Input data:
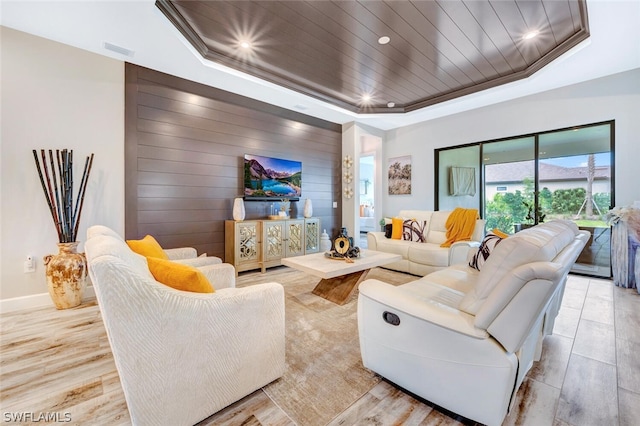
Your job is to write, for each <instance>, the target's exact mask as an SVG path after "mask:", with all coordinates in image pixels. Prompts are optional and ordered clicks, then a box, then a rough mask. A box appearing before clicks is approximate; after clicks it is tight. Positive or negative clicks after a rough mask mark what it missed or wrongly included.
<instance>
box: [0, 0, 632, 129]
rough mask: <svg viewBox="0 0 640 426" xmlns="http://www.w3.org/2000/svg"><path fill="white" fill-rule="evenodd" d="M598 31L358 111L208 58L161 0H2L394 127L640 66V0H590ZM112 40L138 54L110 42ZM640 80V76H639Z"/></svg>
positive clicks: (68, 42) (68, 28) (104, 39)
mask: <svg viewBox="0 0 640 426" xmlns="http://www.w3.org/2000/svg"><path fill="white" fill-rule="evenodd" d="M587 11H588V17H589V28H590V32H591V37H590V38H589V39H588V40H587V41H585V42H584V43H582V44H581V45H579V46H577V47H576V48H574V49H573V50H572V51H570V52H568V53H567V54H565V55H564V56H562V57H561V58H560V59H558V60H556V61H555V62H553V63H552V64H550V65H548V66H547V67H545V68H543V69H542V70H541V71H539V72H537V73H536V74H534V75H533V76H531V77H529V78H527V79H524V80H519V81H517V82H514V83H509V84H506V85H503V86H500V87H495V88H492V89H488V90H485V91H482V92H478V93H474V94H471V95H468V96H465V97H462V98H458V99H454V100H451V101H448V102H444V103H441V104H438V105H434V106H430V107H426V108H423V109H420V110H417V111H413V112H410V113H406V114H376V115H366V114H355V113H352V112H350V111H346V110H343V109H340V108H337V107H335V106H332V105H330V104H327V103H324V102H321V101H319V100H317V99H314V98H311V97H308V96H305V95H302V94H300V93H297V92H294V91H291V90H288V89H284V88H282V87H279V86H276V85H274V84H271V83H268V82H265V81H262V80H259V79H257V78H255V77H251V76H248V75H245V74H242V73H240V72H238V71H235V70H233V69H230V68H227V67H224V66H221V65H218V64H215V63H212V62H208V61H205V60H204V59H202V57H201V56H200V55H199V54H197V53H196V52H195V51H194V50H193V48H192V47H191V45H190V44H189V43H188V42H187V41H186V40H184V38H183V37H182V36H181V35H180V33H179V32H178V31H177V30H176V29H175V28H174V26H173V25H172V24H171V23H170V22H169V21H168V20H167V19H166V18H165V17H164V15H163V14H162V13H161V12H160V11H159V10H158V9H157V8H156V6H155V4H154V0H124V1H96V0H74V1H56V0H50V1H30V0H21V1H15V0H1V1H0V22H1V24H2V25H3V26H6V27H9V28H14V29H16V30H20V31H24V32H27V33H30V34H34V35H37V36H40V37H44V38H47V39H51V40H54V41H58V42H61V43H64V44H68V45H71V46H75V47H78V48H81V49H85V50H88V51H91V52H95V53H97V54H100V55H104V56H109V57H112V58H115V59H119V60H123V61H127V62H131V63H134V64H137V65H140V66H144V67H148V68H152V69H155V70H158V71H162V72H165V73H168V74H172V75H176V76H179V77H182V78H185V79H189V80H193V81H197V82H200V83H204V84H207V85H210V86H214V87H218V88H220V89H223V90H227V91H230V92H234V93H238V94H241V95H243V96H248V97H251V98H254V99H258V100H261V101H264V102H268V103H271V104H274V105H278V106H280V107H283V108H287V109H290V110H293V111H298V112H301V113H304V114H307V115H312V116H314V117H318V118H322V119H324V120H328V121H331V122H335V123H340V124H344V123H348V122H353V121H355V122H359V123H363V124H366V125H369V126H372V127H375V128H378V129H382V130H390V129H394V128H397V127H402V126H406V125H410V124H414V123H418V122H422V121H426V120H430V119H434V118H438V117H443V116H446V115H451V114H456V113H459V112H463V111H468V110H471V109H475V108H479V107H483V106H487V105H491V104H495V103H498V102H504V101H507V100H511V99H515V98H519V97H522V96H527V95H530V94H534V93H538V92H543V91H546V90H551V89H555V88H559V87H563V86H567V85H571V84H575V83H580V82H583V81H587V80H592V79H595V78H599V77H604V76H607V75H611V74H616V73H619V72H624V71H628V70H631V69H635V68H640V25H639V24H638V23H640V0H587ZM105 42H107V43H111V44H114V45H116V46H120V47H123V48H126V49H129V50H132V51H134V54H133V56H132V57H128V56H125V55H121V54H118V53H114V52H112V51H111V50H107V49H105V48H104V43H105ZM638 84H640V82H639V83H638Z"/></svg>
--
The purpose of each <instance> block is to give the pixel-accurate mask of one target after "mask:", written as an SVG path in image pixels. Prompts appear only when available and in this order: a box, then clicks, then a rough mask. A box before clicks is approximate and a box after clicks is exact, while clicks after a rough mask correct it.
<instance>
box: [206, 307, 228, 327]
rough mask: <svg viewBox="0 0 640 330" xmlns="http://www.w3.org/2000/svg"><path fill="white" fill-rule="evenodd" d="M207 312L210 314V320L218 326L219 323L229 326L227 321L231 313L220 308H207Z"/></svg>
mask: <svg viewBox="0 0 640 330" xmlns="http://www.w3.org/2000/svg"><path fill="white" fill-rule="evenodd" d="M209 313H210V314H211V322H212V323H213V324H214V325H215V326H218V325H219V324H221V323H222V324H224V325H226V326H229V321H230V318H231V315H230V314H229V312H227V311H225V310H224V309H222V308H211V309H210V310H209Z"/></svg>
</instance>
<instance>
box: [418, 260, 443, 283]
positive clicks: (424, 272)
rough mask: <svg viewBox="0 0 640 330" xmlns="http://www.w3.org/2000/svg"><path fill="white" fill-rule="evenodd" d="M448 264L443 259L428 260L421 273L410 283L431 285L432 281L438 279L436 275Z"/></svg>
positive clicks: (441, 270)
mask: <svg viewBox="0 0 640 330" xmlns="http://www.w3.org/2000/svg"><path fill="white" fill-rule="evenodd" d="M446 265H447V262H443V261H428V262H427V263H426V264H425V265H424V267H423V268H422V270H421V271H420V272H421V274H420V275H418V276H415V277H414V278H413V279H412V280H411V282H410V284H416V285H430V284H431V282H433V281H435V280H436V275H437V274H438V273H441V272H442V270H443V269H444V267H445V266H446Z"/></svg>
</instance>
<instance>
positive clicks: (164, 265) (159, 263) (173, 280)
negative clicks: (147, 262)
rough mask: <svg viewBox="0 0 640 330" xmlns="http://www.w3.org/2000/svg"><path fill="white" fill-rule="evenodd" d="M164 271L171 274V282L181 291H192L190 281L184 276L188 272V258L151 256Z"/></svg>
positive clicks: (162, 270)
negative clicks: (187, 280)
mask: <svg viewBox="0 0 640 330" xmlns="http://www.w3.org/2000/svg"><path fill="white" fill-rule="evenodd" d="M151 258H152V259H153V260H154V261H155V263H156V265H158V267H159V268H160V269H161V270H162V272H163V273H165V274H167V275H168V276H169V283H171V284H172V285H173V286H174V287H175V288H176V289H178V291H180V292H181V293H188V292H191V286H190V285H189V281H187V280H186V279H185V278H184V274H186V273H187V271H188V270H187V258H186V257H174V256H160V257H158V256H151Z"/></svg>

What is being asked: Filter the listing above, keeping only the lines that contain the word "Prompts", and copy each such line out in full.

Output of the exercise:
Your job is to write, for each <instance>, the target's exact mask as an SVG path after "mask:", with all coordinates in image pixels. Prompts are optional and ordered clicks, then a box, then a rough mask. A box appearing before clicks is approximate; after clicks it is tight. Positive or negative clicks after a rough mask mark what it missed or wrongly included.
The purpose of each <instance> block is to give the pixel-accurate mask of one target after "mask:", written as an SVG path in image pixels. Prompts appear only when available and in this order: a box, then clicks, then a rough mask. A box before clicks is approximate and a box after clicks is exact, while clicks after a rough mask correct it.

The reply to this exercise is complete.